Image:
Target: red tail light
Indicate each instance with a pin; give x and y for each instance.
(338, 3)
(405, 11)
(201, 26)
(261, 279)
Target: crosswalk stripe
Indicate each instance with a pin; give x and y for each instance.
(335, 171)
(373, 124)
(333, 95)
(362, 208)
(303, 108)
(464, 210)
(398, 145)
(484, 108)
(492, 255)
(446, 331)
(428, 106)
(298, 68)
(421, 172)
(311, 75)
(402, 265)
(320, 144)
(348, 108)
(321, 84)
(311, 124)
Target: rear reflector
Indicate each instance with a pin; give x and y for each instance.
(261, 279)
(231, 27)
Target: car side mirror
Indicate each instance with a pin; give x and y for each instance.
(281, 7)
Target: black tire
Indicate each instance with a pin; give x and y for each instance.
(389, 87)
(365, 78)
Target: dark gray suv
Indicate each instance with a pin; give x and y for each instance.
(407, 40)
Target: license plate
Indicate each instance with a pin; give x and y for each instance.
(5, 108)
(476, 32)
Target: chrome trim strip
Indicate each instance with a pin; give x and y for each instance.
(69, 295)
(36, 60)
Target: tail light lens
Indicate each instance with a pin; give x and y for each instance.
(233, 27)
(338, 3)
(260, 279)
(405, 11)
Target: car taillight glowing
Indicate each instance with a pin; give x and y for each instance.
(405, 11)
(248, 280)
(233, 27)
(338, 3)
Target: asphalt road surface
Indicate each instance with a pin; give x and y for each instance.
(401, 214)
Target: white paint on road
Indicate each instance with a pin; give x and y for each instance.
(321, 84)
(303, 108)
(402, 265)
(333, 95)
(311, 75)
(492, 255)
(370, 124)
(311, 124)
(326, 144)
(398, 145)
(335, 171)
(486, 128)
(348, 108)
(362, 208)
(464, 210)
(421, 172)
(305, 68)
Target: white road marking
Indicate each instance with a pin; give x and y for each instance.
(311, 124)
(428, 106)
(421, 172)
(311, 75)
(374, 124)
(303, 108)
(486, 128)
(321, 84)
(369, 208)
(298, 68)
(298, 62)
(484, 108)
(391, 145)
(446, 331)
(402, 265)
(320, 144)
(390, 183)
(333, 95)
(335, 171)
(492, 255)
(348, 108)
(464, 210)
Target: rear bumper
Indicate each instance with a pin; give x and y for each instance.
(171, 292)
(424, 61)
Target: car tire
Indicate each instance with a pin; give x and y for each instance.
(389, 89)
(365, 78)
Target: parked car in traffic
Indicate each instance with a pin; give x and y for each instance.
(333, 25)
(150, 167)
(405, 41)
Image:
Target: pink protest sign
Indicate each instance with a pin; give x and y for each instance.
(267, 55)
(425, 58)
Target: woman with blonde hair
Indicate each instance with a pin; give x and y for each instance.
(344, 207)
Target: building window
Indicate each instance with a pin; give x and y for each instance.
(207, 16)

◆ Task
Please print again, word for word, the rows from the line that contains "Target: building window" through the final line of the rows, with both of those lines included.

◆ Exercise output
Target: building window
Indicate each instance with a pin; give x and y for each instance.
(207, 16)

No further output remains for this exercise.